Your assignment
Please answer these questions from the real estate news roundup:
1. By what percentage did sales of newly built single-family homes fall in February?
2. Instead of a fixed amount, what kind of rent deal are landlords increasingly offering retailers?
3. By how much does Williams-Sonoma plan to increase its manufacturing and order fulfillment capacity over the next year?

Page extract

Newly built home sales dip, what constitutes a retail sale comes into question, retailers add distribution capacity, the PRO Act and the real estate industry, and a possible CDC eviction ban extension.
In Today’s News
Sales of newly built, single-family homes in February fell 18.2% to a 775,000 seasonally adjusted annual rate, the U.S. Department of Housing and Urban Development and the U.S. Census Bureau said this week. This represents the lowest level since last May.
The Millionacres takeaway: The National Association of Home Builders (NAHB) cites rising interest rates and construction costs, saying it adds up to taking yet more potential homebuyers out of the market for newly built homes.
Stores are reopening and customers are streaming back in, meaning retailers that withheld rent during COVID-19 shutdowns are now able to pay. But first, they have to agree with their landlords on how to define a sale, The Wall Street Journal reports today [subscription required].
The Millionacres takeaway: The WSJ says landlords are increasingly offering deals in which retailers pay a percentage of their monthly sales in rent, rather than a fixed amount. That has upsides and downsides, and e-commerce just further muddies the waters.
Williams-Sonoma (NYSE: WSM) plans to increase its manufacturing and order fulfillment capacity by 20% to 30% over the next year, the company says, including adding about 2 million square feet to its distribution network, Retail Dive reports.

Recorded information
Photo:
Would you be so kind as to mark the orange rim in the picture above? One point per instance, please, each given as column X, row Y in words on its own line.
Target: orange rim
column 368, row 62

Expected answer
1. 18.2%.
2. Deals in which retailers pay a percentage of their monthly sales in rent.
3. By 20% to 30%.